§ **PROVIDED PASSAGE**:

- Music: Stephen Flaherty
- Lyrics: Lynn Ahrens
- Book: Lynn Ahrens Stephen Flaherty
- Basis: The works of Dr. Seuss
- Productions: 2000 Boston tryout 2000 Broadway 2002 1st US Tour 2003 2nd US Tour 2007 Off-Broadway 2012 West End 2016 Off-off-Broadway 2018 Off West End 2025 Off-Broadway

= Seussical =

Musical by Lynn Ahrens and Stephen Flaherty

Seussical, sometimes Seussical the Musical, is a musical with lyrics by Lynn Ahrens, music by Stephen Flaherty, and a story co-written by both. It is based on the works of Dr. Seuss, with most of its plot drawing from Horton Hears a Who!, Gertrude McFuzz, and Horton Hatches the Egg. The title is a portmanteau of "Seuss" and "musical". Despite a negative critical reception and significant financial losses during its initial Broadway run in 2000, Seussical has since had a revival in popularity, with two US national tours, a West End production, and numerous adaptations for schools and regional theaters.

==Plot==
This synopsis describes the tour version of the show, currently being licensed as "Seussical the Musical" by Music Theatre International (MTI). The story follows Horton and Gertrude as they band together to save the Whos, free Horton, and restore peace to the Jungle of Nool. The themes of the show include the power of being unique and the importance of fighting for one's beliefs.

§ **STATED GOAL 1**: Transcribe the part of the Seussical passage starting at "Seussical, sometimes Seussical" and ending at "and regional theaters.".

§ **DATA PROVIDED**:
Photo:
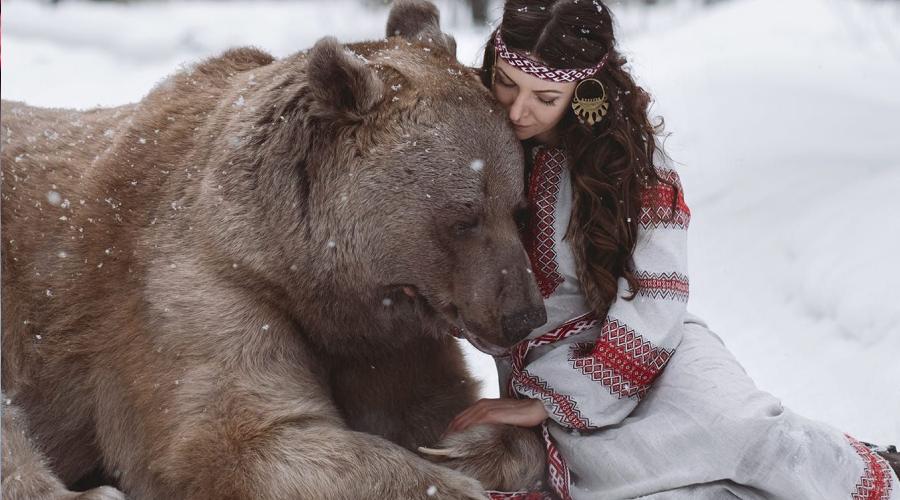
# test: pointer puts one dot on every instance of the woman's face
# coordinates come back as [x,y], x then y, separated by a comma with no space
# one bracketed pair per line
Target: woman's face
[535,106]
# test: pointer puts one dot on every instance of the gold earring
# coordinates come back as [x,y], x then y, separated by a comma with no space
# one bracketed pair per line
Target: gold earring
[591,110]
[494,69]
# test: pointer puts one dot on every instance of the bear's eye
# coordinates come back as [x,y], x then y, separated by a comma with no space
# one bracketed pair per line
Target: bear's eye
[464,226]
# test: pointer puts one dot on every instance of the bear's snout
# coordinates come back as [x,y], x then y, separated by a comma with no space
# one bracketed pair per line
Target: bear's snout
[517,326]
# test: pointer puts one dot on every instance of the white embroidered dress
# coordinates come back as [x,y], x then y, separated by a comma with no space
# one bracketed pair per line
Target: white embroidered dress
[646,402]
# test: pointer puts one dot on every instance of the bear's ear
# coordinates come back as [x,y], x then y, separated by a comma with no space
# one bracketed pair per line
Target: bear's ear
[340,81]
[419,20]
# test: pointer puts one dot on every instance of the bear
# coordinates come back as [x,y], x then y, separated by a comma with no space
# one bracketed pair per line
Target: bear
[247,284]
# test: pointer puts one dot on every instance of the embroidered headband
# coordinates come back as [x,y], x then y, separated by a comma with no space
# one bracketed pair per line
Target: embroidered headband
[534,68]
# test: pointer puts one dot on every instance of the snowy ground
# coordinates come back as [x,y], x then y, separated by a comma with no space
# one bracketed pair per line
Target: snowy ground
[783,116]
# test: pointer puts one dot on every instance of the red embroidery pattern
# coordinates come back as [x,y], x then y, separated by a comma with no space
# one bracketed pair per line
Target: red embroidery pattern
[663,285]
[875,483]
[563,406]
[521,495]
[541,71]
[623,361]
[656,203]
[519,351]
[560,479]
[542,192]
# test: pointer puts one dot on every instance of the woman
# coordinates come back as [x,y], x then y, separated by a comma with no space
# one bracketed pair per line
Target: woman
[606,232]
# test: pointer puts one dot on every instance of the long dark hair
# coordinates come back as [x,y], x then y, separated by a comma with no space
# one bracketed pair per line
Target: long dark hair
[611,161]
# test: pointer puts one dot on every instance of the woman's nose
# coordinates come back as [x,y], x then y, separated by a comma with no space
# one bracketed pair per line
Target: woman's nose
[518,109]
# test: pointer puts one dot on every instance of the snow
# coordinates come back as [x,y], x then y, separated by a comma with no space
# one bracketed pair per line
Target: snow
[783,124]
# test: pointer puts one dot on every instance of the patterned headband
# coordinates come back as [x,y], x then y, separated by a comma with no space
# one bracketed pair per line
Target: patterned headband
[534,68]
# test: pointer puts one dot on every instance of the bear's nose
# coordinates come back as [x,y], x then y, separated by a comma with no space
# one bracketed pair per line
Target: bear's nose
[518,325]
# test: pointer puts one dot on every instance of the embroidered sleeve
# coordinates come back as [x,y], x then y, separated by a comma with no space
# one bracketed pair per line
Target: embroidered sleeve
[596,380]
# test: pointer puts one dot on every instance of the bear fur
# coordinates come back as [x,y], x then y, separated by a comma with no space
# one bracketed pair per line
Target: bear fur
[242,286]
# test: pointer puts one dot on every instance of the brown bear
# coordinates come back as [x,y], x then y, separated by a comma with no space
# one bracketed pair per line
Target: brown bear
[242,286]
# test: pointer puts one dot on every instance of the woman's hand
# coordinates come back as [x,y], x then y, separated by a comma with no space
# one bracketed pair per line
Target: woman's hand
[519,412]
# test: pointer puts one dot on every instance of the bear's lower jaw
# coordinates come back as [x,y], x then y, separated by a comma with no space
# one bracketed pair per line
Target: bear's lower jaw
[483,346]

--

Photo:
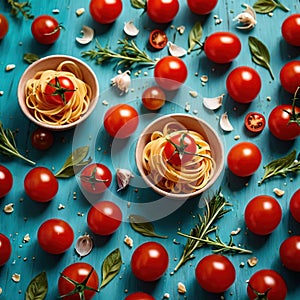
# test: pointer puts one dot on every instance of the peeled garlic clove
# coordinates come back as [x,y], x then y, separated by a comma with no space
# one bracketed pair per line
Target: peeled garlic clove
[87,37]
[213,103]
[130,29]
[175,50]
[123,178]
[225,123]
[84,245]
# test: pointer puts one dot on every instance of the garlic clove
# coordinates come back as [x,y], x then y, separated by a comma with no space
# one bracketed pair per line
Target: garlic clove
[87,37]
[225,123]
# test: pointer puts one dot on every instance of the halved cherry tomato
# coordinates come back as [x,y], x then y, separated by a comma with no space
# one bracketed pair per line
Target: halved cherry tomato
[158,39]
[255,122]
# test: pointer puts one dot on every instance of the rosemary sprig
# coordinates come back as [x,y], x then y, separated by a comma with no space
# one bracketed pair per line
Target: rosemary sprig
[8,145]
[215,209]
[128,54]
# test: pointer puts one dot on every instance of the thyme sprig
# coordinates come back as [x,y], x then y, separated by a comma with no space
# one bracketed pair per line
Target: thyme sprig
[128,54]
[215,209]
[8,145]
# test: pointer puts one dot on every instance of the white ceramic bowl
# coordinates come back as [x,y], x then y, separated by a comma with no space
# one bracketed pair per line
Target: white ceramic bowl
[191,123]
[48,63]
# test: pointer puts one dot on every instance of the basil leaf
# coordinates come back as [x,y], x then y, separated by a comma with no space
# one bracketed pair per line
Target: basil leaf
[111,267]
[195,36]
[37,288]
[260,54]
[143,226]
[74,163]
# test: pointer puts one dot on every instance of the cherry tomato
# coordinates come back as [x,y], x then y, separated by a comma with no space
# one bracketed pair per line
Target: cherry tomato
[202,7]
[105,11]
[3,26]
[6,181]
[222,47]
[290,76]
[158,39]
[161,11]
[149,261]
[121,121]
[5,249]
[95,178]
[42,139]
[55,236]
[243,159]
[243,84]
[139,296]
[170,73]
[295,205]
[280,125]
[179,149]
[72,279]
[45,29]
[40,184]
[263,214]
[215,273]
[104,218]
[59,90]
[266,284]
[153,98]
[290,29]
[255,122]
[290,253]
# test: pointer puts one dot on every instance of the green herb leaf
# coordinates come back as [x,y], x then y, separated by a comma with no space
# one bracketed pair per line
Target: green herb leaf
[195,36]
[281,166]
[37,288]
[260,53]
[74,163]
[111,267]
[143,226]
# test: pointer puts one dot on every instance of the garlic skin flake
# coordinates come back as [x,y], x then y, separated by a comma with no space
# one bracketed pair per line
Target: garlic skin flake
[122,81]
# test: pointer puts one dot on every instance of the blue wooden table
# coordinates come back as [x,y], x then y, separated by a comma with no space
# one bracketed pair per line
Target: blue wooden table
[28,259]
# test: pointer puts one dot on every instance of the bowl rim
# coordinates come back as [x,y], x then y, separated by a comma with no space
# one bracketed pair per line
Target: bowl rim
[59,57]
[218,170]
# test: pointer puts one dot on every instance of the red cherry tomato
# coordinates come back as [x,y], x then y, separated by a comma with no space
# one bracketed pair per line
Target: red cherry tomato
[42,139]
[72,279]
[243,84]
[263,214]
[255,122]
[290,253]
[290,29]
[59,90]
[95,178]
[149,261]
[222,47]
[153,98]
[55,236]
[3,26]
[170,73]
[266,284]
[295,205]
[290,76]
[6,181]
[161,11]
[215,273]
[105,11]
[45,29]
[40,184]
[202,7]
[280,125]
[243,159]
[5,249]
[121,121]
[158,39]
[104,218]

§ **STATED GOAL 2**: Show every line of the records that contains the word "snout".

§ **WORKED SOLUTION 1**:
Seussical, sometimes Seussical the Musical, is a musical with lyrics by Lynn Ahrens, music by Stephen Flaherty, and a story co-written by both. It is based on the works of Dr. Seuss, with most of its plot drawing from Horton Hears a Who!, Gertrude McFuzz, and Horton Hatches the Egg. The title is a portmanteau of "Seuss" and "musical". Despite a negative critical reception and significant financial losses during its initial Broadway run in 2000, Seussical has since had a revival in popularity, with two US national tours, a West End production, and numerous adaptations for schools and regional theaters.

§ **WORKED SOLUTION 2**:
# test: pointer puts one dot on every instance of the bear's snout
Target: bear's snout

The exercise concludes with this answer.